**REQUIRED WORK**. Copy the records below verbatim, from the line containing "Identify each instance of the chimney stack" through the end of the records, including both of those lines.

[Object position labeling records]
'''

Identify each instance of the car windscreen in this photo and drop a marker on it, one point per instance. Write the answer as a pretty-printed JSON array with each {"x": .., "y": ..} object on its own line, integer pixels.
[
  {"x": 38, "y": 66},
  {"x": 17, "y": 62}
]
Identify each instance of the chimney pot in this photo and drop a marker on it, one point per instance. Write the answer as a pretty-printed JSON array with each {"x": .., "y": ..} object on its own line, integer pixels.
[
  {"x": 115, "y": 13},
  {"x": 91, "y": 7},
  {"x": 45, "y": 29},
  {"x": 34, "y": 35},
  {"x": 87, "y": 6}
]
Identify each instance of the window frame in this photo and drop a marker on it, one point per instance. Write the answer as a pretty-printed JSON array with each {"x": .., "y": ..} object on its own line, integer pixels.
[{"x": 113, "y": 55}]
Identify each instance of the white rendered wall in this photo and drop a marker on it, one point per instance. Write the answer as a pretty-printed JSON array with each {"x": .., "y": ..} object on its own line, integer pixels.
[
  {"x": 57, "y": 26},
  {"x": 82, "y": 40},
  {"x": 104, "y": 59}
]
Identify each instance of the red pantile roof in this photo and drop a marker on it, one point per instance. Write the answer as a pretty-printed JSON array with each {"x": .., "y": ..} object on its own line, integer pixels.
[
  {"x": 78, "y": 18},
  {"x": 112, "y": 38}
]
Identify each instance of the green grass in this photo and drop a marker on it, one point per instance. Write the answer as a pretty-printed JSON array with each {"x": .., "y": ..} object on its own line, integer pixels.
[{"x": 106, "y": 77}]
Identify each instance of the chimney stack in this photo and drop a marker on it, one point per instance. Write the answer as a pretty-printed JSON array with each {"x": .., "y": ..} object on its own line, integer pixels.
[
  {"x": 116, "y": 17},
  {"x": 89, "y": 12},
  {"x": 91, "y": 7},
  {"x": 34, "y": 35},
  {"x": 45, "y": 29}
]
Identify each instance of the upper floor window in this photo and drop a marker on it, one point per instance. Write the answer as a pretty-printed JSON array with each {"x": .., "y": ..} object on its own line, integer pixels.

'''

**WRITTEN RESPONSE**.
Identify each instance of the chimney stack in this photo and drop a marker on it, one point per instance. Write the answer as a pretty-printed JSON array with each {"x": .., "y": ..} object on its own line, integer pixels.
[
  {"x": 116, "y": 17},
  {"x": 89, "y": 12},
  {"x": 91, "y": 7},
  {"x": 34, "y": 35},
  {"x": 45, "y": 29}
]
Identify each instance of the upper floor window in this photo and drop a marker on it, one point per instance. Write the answer as a pretty-printed JSON array with each {"x": .., "y": ..} object on its own line, integer pixels.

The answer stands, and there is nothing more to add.